[Liste des tâches]:
a: Reproduisez fidèlement le passage du texte sur Kadhafi situé entre « Le premier septembre » et « coups de théâtre. », ces deux segments inclus.
b: D'après le texte sur Kadhafi, par quoi les appareils de l'État sont-ils remplacés en 1977 ?

[Bloc de texte]:
"""

Le premier septembre 1969, le paisible royaume libyen sous la conduite du vieux et pacifique roi Idriss 1er, est le théâtre d’un coup d’Etat mené par des jeunes officiers de l’armée. Le putsch contre la monarchie est piloté par un jeune capitaine du nom de Mouammar Kadhafi. Celui-ci est impressionné par le modèle de Jamal Abdelnasser qu’il ambitionne de dupliquer chez lui. Il commence par se hisser au grade de colonnel et par abolir la monarchie. La suite ne sera plus qu’une succession de coups de théâtre.

Mouammar Kadhafi s’essaya tour à tour au panarabisme et au socialisme arabe. En 1977, il provoque un grand chaos et dissout tous les appareils de l’Etat et les remplace par les énigmatiques et brouillons «comités révolutionnaires». Il réussit la prouesse de tout casser en Libye. L’élite intellectuelle et économique quitte le pays et la peur s’installe petit à petit. Les agents du régime verrouillent les arcanes du pouvoir. Kadhafi quitte les habits de « révolutionnaire » pour ceux d’un chef de clan. Les purges se succèdent au sein de ceux qui ont fait un bout de chemin avec lui. Le jeune militaire plutôt séduisant et sur lequel le tiers-monde fondait beaucoup d’espoir se mue rapidement en un dictateur excentrique. Il écrit son livre vert en référence au petit livre rouge de Mao Ze Dong. Toute la république se peint en vert alors que les partis politiques et même toute activité de nature politique sont bannis.

"""

[Données fournies]:

"""

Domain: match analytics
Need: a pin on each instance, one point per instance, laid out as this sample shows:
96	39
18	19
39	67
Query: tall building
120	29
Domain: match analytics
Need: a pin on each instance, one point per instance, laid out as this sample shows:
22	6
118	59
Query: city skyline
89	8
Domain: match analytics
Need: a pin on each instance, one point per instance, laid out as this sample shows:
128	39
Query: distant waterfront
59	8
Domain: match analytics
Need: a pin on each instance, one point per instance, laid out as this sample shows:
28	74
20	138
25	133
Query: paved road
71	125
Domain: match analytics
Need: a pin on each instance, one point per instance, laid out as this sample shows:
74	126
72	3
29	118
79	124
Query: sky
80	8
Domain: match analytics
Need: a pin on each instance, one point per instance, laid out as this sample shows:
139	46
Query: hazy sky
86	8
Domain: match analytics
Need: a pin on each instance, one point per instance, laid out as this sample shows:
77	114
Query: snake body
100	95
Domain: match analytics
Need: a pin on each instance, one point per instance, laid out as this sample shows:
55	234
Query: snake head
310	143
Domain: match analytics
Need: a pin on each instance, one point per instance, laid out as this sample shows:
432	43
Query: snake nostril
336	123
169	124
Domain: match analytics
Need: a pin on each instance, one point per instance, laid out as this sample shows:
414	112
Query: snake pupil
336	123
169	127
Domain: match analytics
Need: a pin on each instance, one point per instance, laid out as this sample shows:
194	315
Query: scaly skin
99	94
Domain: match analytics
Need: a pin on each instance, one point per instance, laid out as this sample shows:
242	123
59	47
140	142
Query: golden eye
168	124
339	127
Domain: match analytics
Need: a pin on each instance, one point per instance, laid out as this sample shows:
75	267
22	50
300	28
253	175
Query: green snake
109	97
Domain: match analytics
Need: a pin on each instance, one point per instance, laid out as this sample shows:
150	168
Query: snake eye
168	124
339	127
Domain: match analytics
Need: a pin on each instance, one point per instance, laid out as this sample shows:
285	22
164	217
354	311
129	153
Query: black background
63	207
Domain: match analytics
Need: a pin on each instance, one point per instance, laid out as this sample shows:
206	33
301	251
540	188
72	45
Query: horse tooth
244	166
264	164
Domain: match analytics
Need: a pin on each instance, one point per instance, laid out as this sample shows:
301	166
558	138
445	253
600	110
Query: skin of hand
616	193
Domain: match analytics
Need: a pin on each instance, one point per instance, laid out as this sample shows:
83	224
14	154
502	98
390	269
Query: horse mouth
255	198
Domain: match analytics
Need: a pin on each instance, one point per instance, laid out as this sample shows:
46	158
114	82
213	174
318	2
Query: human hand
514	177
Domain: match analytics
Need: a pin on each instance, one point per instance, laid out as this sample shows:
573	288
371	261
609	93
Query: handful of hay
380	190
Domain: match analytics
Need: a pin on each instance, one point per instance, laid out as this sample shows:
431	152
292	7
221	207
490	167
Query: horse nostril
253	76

"""

[Solutions complètes]:
a:
Le premier septembre 1969, le paisible royaume libyen sous la conduite du vieux et pacifique roi Idriss 1er, est le théâtre d’un coup d’Etat mené par des jeunes officiers de l’armée. Le putsch contre la monarchie est piloté par un jeune capitaine du nom de Mouammar Kadhafi. Celui-ci est impressionné par le modèle de Jamal Abdelnasser qu’il ambitionne de dupliquer chez lui. Il commence par se hisser au grade de colonnel et par abolir la monarchie. La suite ne sera plus qu’une succession de coups de théâtre.

b: Par les « comités révolutionnaires ».